[Start of section]
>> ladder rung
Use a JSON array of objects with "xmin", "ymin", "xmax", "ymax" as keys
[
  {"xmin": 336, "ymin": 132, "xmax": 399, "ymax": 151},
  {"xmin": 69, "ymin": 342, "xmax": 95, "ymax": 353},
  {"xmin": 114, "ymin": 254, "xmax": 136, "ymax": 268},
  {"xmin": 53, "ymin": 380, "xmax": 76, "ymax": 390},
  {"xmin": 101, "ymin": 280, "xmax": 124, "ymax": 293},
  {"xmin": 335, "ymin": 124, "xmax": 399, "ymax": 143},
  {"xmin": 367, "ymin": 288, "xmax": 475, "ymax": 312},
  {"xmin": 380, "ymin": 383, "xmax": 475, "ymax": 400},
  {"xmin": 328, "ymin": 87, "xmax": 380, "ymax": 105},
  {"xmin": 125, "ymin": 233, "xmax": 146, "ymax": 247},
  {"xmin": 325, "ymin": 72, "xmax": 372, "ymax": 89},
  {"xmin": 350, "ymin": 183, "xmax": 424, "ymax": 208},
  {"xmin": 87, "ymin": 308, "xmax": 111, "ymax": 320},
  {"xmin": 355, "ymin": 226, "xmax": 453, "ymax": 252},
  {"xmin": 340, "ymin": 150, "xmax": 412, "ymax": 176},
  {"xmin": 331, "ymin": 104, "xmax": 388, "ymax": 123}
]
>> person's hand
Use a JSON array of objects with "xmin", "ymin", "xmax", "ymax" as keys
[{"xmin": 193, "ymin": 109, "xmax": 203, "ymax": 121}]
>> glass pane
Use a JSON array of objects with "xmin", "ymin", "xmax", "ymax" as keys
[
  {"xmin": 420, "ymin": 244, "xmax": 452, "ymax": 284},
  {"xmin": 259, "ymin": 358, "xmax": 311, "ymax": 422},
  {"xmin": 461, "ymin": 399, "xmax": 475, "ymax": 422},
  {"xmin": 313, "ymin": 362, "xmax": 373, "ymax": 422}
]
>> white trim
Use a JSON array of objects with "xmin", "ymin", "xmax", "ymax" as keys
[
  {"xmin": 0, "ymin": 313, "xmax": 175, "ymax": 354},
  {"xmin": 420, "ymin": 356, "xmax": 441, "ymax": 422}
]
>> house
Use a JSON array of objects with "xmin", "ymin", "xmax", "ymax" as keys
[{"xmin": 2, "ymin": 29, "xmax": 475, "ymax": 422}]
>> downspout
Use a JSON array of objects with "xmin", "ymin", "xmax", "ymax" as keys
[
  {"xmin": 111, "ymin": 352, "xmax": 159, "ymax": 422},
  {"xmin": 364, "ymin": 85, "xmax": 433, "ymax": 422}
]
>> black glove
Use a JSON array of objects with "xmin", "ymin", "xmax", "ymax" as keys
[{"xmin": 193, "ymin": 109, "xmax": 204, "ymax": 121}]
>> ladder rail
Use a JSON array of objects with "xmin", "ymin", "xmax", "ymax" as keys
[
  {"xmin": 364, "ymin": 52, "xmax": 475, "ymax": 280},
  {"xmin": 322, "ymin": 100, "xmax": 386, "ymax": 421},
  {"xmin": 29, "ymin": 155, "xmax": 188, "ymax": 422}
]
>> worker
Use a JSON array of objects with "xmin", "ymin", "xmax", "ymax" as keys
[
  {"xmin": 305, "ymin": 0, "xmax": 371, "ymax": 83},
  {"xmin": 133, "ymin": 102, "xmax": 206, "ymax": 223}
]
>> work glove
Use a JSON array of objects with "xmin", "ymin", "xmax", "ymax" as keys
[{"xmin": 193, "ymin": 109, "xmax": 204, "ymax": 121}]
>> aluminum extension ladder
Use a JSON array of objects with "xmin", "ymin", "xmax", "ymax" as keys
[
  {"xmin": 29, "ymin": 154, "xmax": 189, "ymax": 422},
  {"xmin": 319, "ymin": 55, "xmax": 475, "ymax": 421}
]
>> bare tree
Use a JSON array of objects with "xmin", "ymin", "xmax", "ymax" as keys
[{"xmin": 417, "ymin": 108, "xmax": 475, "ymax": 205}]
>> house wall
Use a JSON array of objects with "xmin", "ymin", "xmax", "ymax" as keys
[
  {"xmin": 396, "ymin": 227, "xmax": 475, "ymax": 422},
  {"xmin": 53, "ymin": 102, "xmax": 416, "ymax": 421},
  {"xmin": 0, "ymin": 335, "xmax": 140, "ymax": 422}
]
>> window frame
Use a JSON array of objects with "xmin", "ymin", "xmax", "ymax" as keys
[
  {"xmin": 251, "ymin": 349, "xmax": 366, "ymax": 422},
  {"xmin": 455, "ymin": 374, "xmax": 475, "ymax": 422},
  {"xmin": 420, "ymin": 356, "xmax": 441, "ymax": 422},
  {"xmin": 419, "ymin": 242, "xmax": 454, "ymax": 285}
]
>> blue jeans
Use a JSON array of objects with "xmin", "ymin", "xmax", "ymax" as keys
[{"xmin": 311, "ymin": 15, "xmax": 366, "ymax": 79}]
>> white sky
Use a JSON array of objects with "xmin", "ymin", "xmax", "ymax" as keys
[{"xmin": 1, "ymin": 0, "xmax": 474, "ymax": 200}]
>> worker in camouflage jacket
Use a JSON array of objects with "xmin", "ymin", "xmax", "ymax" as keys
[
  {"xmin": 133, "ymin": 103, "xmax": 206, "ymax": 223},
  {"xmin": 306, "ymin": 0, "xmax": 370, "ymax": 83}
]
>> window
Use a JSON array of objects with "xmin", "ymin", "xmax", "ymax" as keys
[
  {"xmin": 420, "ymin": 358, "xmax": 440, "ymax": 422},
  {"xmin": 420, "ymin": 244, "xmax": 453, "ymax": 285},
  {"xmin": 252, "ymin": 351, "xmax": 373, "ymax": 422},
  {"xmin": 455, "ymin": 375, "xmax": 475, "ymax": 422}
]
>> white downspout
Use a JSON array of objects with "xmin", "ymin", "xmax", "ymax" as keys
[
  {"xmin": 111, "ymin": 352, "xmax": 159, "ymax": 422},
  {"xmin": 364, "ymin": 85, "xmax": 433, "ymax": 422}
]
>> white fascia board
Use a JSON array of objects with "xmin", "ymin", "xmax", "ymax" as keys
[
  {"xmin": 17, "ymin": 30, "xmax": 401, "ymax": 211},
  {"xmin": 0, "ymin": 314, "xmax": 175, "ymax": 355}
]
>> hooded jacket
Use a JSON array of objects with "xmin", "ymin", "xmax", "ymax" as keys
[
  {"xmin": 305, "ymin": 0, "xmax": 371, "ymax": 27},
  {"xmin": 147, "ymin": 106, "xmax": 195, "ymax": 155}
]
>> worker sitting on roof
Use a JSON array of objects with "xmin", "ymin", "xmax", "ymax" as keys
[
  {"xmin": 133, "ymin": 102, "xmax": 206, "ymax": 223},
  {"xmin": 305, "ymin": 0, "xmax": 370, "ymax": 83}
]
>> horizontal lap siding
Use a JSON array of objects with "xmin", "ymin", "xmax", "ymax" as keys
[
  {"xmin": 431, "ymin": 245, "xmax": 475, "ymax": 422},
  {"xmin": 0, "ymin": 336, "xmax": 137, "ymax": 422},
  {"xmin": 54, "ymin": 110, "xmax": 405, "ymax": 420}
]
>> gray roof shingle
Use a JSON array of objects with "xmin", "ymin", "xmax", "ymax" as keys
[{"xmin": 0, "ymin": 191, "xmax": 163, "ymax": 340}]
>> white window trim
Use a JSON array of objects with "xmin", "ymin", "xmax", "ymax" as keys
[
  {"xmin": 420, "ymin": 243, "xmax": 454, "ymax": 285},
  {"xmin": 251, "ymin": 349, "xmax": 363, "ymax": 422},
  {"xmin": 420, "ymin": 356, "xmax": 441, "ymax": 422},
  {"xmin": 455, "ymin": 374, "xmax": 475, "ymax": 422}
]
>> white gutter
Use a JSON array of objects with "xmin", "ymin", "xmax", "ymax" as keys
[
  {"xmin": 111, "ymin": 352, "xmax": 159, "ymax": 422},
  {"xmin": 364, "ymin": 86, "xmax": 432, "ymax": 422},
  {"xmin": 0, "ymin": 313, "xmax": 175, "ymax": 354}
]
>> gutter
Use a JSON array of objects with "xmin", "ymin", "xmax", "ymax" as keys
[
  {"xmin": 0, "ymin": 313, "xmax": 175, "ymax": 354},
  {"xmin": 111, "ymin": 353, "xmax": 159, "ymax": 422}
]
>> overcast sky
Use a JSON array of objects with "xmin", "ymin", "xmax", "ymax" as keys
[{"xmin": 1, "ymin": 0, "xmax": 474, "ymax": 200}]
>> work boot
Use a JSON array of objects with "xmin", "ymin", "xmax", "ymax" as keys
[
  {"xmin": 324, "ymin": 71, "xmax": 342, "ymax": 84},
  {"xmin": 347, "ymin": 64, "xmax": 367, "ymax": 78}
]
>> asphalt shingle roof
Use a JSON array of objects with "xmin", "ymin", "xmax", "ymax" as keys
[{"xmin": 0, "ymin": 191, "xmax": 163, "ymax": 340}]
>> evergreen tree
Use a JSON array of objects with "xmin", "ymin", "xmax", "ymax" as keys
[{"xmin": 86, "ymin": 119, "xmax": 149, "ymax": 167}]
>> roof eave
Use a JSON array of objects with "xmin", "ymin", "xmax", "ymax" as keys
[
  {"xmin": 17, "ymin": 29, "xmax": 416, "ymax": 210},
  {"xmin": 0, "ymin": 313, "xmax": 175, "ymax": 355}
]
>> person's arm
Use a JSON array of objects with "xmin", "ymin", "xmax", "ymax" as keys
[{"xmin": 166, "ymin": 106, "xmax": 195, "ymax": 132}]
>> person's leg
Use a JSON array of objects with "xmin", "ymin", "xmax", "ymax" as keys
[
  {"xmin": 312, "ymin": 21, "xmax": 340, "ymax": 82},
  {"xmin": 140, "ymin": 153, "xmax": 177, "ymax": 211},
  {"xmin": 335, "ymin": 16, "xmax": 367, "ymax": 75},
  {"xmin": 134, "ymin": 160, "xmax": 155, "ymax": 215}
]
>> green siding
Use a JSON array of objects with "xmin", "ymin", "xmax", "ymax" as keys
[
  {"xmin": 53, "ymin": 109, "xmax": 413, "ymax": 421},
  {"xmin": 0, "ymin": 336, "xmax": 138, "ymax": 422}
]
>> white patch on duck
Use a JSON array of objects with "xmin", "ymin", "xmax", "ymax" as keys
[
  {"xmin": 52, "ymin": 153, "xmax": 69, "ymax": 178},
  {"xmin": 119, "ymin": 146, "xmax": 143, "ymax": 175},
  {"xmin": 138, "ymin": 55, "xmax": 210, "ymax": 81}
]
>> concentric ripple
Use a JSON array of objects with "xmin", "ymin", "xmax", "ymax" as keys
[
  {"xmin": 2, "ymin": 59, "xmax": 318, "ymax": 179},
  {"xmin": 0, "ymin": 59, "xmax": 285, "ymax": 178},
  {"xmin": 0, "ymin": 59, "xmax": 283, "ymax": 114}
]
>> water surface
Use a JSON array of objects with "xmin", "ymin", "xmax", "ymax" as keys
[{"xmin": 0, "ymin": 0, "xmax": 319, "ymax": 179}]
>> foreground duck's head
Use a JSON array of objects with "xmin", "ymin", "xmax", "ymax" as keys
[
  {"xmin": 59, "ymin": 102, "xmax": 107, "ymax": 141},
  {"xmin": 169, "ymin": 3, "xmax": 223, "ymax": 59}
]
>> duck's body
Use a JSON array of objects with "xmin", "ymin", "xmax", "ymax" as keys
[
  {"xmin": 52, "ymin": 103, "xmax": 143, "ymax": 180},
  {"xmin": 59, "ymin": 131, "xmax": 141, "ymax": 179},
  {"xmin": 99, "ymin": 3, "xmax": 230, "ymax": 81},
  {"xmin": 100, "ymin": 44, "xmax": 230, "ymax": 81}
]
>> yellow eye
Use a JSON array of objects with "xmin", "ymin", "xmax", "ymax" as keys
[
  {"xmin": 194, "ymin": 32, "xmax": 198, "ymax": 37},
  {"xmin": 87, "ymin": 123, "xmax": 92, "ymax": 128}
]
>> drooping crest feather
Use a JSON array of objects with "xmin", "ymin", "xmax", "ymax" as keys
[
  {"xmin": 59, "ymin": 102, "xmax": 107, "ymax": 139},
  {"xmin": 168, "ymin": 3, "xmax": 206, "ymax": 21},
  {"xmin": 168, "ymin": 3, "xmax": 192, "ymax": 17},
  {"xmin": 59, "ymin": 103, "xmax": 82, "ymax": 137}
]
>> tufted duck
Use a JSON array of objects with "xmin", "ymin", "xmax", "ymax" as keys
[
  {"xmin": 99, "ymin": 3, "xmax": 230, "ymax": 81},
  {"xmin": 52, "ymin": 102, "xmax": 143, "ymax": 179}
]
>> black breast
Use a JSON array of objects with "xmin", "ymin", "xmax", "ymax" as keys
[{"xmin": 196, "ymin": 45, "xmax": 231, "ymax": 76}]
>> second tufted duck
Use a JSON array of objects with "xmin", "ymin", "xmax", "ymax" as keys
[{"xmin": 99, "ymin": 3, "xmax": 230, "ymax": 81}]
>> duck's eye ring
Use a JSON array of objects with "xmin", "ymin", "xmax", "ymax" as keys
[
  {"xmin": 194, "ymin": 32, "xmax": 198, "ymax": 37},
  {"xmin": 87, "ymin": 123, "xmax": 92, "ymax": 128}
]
[End of section]
Try it |
Only the line containing "drooping crest feather" and the lines after it, through the end of the data, should be copied, exactly as they are.

Task solution |
>> drooping crest feather
Use a JSON array of objects with "xmin", "ymin", "xmax", "ymax" as keys
[
  {"xmin": 59, "ymin": 102, "xmax": 107, "ymax": 139},
  {"xmin": 168, "ymin": 3, "xmax": 206, "ymax": 21},
  {"xmin": 168, "ymin": 3, "xmax": 192, "ymax": 17},
  {"xmin": 59, "ymin": 103, "xmax": 82, "ymax": 137}
]
>> tufted duck
Use a JSON array of objects with "xmin", "ymin", "xmax", "ymax" as keys
[
  {"xmin": 99, "ymin": 3, "xmax": 230, "ymax": 81},
  {"xmin": 52, "ymin": 102, "xmax": 143, "ymax": 179}
]
>> black breast
Use a JSON array of objects with "xmin", "ymin", "xmax", "ymax" as keys
[{"xmin": 196, "ymin": 45, "xmax": 231, "ymax": 76}]
>> second tufted duck
Use a JSON array of objects with "xmin", "ymin", "xmax", "ymax" as keys
[{"xmin": 99, "ymin": 3, "xmax": 230, "ymax": 81}]
>> duck's eye ring
Use a JSON array of objects with "xmin", "ymin", "xmax", "ymax" as keys
[
  {"xmin": 194, "ymin": 32, "xmax": 198, "ymax": 37},
  {"xmin": 87, "ymin": 123, "xmax": 92, "ymax": 128}
]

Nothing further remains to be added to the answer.